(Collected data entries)
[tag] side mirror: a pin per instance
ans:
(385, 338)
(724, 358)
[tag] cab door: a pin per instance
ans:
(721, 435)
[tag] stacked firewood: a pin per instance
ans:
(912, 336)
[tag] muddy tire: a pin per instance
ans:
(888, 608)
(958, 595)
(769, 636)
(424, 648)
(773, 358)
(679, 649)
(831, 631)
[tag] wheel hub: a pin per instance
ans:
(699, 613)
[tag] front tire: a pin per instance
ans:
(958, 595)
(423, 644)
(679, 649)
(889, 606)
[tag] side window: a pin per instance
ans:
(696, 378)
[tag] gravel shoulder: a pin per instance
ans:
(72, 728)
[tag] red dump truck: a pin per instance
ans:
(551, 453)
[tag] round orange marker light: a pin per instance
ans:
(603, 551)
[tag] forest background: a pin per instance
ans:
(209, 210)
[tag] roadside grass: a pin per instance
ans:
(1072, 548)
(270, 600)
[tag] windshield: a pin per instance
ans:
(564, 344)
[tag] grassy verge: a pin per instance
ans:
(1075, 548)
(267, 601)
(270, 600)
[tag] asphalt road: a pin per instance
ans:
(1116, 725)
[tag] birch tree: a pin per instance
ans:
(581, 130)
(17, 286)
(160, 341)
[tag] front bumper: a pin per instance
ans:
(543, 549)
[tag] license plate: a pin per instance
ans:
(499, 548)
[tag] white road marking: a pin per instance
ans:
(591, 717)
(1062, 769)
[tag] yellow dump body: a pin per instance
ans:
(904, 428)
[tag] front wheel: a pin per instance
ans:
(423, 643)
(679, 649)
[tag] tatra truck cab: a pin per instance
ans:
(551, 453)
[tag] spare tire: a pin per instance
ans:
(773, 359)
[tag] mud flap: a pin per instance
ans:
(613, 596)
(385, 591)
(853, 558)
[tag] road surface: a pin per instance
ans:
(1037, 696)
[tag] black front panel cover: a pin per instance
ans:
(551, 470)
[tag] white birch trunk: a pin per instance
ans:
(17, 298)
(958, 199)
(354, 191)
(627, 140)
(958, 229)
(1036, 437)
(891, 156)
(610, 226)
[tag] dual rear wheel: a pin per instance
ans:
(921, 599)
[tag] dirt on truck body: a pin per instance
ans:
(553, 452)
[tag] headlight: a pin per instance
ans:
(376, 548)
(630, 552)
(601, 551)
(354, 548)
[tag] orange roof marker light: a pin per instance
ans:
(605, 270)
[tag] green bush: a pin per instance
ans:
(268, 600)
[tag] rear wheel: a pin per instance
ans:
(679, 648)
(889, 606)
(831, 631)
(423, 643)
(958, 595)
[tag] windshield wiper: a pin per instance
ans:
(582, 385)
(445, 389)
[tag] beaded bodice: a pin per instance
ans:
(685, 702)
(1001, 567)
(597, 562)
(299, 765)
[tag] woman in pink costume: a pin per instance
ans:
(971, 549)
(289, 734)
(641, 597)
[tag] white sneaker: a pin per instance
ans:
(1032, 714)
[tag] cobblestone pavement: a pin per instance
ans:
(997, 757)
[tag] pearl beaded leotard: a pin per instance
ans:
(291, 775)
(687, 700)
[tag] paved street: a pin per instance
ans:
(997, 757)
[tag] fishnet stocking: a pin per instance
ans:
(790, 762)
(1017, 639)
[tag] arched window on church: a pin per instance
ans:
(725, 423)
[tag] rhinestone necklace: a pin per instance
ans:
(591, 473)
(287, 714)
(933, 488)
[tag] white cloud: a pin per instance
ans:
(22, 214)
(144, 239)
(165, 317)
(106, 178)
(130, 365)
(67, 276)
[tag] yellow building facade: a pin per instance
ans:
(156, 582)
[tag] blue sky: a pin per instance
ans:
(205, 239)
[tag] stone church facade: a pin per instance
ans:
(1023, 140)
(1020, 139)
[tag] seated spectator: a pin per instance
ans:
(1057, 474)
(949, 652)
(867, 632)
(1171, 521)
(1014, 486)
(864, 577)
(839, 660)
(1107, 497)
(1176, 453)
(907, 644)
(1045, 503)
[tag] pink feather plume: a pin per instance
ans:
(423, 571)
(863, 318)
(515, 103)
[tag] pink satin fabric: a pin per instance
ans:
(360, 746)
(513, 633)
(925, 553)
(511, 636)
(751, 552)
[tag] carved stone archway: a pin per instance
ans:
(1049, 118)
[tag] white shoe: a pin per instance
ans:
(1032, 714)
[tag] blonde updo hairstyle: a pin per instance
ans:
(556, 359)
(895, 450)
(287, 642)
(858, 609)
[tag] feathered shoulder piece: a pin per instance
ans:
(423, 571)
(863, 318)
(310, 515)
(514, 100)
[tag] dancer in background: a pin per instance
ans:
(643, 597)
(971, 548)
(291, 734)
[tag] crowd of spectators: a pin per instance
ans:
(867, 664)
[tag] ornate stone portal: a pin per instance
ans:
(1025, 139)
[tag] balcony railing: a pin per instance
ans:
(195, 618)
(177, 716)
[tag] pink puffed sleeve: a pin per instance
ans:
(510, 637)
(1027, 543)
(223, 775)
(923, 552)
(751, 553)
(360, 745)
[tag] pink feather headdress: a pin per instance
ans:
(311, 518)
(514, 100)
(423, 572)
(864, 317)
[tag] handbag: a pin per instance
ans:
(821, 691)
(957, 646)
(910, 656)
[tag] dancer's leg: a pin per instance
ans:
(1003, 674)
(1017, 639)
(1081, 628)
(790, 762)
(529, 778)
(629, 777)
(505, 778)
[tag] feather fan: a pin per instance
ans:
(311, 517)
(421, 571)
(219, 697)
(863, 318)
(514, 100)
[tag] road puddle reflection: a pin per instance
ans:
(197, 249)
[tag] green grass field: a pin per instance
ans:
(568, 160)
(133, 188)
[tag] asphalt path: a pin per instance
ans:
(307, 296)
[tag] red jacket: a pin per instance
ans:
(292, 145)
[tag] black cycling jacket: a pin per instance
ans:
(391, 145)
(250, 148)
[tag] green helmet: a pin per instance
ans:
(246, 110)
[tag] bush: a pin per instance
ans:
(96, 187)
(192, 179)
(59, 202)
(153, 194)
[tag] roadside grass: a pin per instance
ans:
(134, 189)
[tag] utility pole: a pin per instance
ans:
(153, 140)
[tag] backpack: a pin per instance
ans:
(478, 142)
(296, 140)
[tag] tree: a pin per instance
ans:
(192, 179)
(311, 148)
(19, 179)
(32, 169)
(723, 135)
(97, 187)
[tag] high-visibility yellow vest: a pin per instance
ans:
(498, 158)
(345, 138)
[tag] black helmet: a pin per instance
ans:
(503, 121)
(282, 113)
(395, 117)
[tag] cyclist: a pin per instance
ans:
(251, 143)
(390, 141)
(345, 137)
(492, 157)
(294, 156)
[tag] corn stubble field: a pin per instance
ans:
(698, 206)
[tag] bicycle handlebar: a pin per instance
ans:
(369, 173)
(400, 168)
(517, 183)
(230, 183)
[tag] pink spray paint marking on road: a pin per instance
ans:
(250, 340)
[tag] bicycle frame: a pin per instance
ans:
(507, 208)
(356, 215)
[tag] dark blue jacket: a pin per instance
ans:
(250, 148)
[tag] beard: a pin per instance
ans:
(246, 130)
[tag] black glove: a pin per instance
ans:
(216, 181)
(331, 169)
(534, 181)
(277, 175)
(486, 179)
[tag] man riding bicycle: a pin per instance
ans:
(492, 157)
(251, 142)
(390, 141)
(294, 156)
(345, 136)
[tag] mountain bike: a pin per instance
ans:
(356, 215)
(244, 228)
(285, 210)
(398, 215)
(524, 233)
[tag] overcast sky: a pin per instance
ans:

▸ **What to produce**
Please rewrite all the rows above as a JSON list of strings, with one string per line and no blank lines.

▸ **Written response**
[
  "[tag] side mirror: a pin per instance",
  "ans:",
  "(385, 338)",
  "(724, 358)",
  "[tag] cab door: a pin per instance",
  "ans:",
  "(721, 435)",
  "[tag] stacked firewood: a pin per instance",
  "ans:",
  "(912, 336)",
  "[tag] muddy tire: a pin per instance",
  "ans:",
  "(888, 608)",
  "(958, 595)",
  "(769, 636)",
  "(424, 648)",
  "(773, 358)",
  "(679, 649)",
  "(831, 631)",
  "[tag] wheel hub: a pin per instance",
  "ans:",
  "(699, 613)",
  "[tag] front tire: a pin per instance",
  "ans:",
  "(958, 595)",
  "(423, 644)",
  "(679, 649)",
  "(889, 606)",
  "[tag] side window: a pin per instance",
  "ans:",
  "(696, 378)",
  "[tag] gravel shoulder: a pin per instance",
  "ans:",
  "(72, 728)",
  "[tag] red dump truck: a pin per instance",
  "ans:",
  "(551, 453)",
  "[tag] round orange marker light: a pin per instance",
  "ans:",
  "(603, 551)",
  "[tag] forest background: a pin per instance",
  "ans:",
  "(209, 210)",
  "[tag] roadside grass: a pin per instance",
  "ans:",
  "(1072, 548)",
  "(270, 600)",
  "[tag] windshield: a pin per instance",
  "ans:",
  "(564, 344)",
  "[tag] grassy verge: a pin per instance",
  "ans:",
  "(1075, 548)",
  "(267, 601)",
  "(270, 600)",
  "[tag] asphalt road: a pin per instance",
  "ans:",
  "(1116, 725)",
  "[tag] birch tree: a pin per instance",
  "ans:",
  "(581, 130)",
  "(17, 286)",
  "(160, 341)",
  "[tag] front bumper: a pin per instance",
  "ans:",
  "(543, 549)",
  "[tag] license plate: a pin per instance",
  "ans:",
  "(499, 548)",
  "[tag] white road marking: a pin per instance",
  "ans:",
  "(591, 717)",
  "(1062, 769)",
  "[tag] yellow dump body: a pin per instance",
  "ans:",
  "(904, 428)",
  "[tag] front wheel: a pin per instance",
  "ans:",
  "(423, 643)",
  "(679, 649)",
  "[tag] tatra truck cab: a pin per instance",
  "ans:",
  "(551, 453)",
  "[tag] spare tire: a pin per instance",
  "ans:",
  "(773, 359)",
  "[tag] mud flap: a pin per instance",
  "ans:",
  "(613, 596)",
  "(385, 591)",
  "(853, 558)",
  "[tag] road surface: a pin per instance",
  "ans:",
  "(1037, 696)",
  "[tag] black front panel cover: a pin per instance",
  "ans:",
  "(551, 470)",
  "[tag] white birch trunk: a pin per instance",
  "ans:",
  "(17, 298)",
  "(958, 199)",
  "(354, 191)",
  "(627, 140)",
  "(958, 229)",
  "(1036, 437)",
  "(891, 156)",
  "(610, 226)",
  "[tag] dual rear wheel: a pin per instance",
  "ans:",
  "(921, 599)",
  "[tag] dirt on truck body: a pin per instance",
  "ans:",
  "(553, 452)",
  "[tag] headlight: a pin per instance",
  "ans:",
  "(376, 548)",
  "(630, 552)",
  "(601, 551)",
  "(354, 548)",
  "[tag] orange roof marker light: a pin per instance",
  "ans:",
  "(605, 270)",
  "[tag] green bush: a pin per instance",
  "ans:",
  "(268, 600)",
  "[tag] rear wheel: a pin per instance",
  "ans:",
  "(679, 648)",
  "(889, 606)",
  "(831, 631)",
  "(423, 643)",
  "(958, 595)",
  "[tag] windshield wiper: a pin per instance",
  "ans:",
  "(582, 385)",
  "(445, 389)",
  "[tag] beaded bodice: a pin per instance",
  "ans:",
  "(685, 702)",
  "(1001, 567)",
  "(597, 562)",
  "(299, 765)",
  "[tag] woman in pink costume: a pin per instance",
  "ans:",
  "(971, 549)",
  "(289, 734)",
  "(641, 597)",
  "[tag] white sneaker: a pin per instance",
  "ans:",
  "(1032, 714)",
  "[tag] cobblestone pavement: a pin per instance",
  "ans:",
  "(997, 757)",
  "[tag] pearl beaded leotard: a pin per instance",
  "ans:",
  "(291, 775)",
  "(687, 700)",
  "[tag] paved street: a pin per instance",
  "ans:",
  "(997, 757)",
  "[tag] fishnet stocking: a pin per instance",
  "ans:",
  "(790, 762)",
  "(1017, 639)",
  "[tag] arched window on church: a pin per instance",
  "ans:",
  "(725, 423)",
  "[tag] rhinestone necklace: a pin per instance",
  "ans:",
  "(591, 473)",
  "(287, 714)",
  "(933, 488)",
  "[tag] white cloud: a pin per instance",
  "ans:",
  "(22, 214)",
  "(144, 239)",
  "(165, 317)",
  "(106, 178)",
  "(130, 365)",
  "(67, 276)",
  "[tag] yellow building facade: a pin per instance",
  "ans:",
  "(156, 582)",
  "[tag] blue sky: a pin per instance",
  "ans:",
  "(205, 239)",
  "[tag] stone church facade: a pin per instance",
  "ans:",
  "(1023, 140)",
  "(1020, 139)",
  "[tag] seated spectator: a pin per instance",
  "ans:",
  "(1057, 474)",
  "(949, 652)",
  "(867, 632)",
  "(1171, 521)",
  "(1014, 486)",
  "(864, 577)",
  "(839, 660)",
  "(1107, 497)",
  "(1176, 453)",
  "(907, 644)",
  "(1045, 503)",
  "[tag] pink feather plume: a pin per instance",
  "ans:",
  "(423, 571)",
  "(863, 318)",
  "(515, 103)",
  "[tag] pink satin fabric: a pin per instance",
  "ans:",
  "(360, 746)",
  "(513, 633)",
  "(925, 553)",
  "(511, 636)",
  "(751, 552)",
  "[tag] carved stone archway: a pin per instance",
  "ans:",
  "(1049, 118)",
  "[tag] white shoe: a pin per instance",
  "ans:",
  "(1032, 714)",
  "[tag] blonde updo hairstyle: a pin per instance",
  "ans:",
  "(556, 359)",
  "(895, 450)",
  "(287, 642)",
  "(858, 609)",
  "[tag] feathered shoulder piece: a pin per instance",
  "ans:",
  "(423, 571)",
  "(863, 318)",
  "(310, 515)",
  "(514, 100)",
  "[tag] dancer in background: a pin per instance",
  "ans:",
  "(643, 597)",
  "(971, 548)",
  "(291, 734)",
  "[tag] crowd of spectators: a pin per instance",
  "ans:",
  "(867, 664)",
  "[tag] ornate stone portal: a pin per instance",
  "ans:",
  "(1025, 139)",
  "[tag] balcony railing: a pin per instance",
  "ans:",
  "(195, 618)",
  "(177, 716)",
  "[tag] pink puffed sleeve: a pin per instance",
  "ans:",
  "(510, 637)",
  "(1027, 543)",
  "(223, 775)",
  "(923, 552)",
  "(751, 553)",
  "(360, 745)",
  "[tag] pink feather headdress: a pin per instance",
  "ans:",
  "(311, 518)",
  "(514, 100)",
  "(423, 572)",
  "(864, 317)",
  "[tag] handbag: a pin per instance",
  "ans:",
  "(821, 691)",
  "(957, 646)",
  "(910, 656)",
  "[tag] dancer's leg: a pin per instance",
  "ans:",
  "(1003, 674)",
  "(1017, 639)",
  "(1081, 628)",
  "(790, 762)",
  "(529, 778)",
  "(629, 777)",
  "(505, 778)",
  "[tag] feather fan: a pin per instance",
  "ans:",
  "(311, 517)",
  "(421, 571)",
  "(219, 697)",
  "(863, 318)",
  "(514, 100)",
  "[tag] road puddle reflection: a pin per instance",
  "ans:",
  "(197, 249)",
  "[tag] green grass field: a pin per instance",
  "ans:",
  "(568, 160)",
  "(133, 188)",
  "[tag] asphalt path: a pin per instance",
  "ans:",
  "(307, 296)",
  "[tag] red jacket: a pin per instance",
  "ans:",
  "(292, 145)",
  "[tag] black cycling jacket: a pin per instance",
  "ans:",
  "(391, 145)",
  "(250, 148)",
  "[tag] green helmet: a pin per instance",
  "ans:",
  "(246, 110)",
  "[tag] bush: a pin per instance",
  "ans:",
  "(96, 187)",
  "(192, 179)",
  "(59, 202)",
  "(153, 194)",
  "[tag] roadside grass: a pin per instance",
  "ans:",
  "(134, 189)",
  "[tag] utility pole: a pin per instance",
  "ans:",
  "(153, 140)",
  "[tag] backpack: a pin per instance",
  "ans:",
  "(478, 142)",
  "(296, 140)",
  "[tag] tree: a pin per instance",
  "ans:",
  "(192, 179)",
  "(311, 148)",
  "(19, 179)",
  "(32, 169)",
  "(723, 135)",
  "(97, 187)",
  "[tag] high-visibility yellow vest: a pin per instance",
  "ans:",
  "(498, 158)",
  "(345, 138)",
  "[tag] black helmet: a pin per instance",
  "ans:",
  "(503, 121)",
  "(282, 113)",
  "(395, 117)",
  "[tag] cyclist: a pin per instance",
  "ans:",
  "(251, 143)",
  "(390, 141)",
  "(345, 137)",
  "(492, 157)",
  "(294, 156)",
  "[tag] corn stubble field: a pin per instance",
  "ans:",
  "(698, 206)",
  "[tag] bicycle handlebar: a pin per instance",
  "ans:",
  "(369, 173)",
  "(400, 168)",
  "(517, 183)",
  "(230, 183)",
  "[tag] pink spray paint marking on road: a pin per instance",
  "ans:",
  "(250, 340)",
  "[tag] bicycle frame: a pin per instance",
  "ans:",
  "(507, 208)",
  "(356, 215)",
  "[tag] dark blue jacket: a pin per instance",
  "ans:",
  "(250, 148)",
  "[tag] beard: a pin per instance",
  "ans:",
  "(246, 130)",
  "[tag] black glove: a pin per instance",
  "ans:",
  "(216, 181)",
  "(331, 169)",
  "(534, 181)",
  "(277, 175)",
  "(486, 179)",
  "[tag] man riding bicycle: a pin per instance",
  "ans:",
  "(492, 157)",
  "(251, 142)",
  "(390, 141)",
  "(294, 156)",
  "(345, 136)",
  "[tag] mountain bike: a pin per instance",
  "ans:",
  "(356, 215)",
  "(244, 228)",
  "(285, 210)",
  "(398, 215)",
  "(524, 233)",
  "[tag] overcast sky: a pin per instance",
  "ans:"
]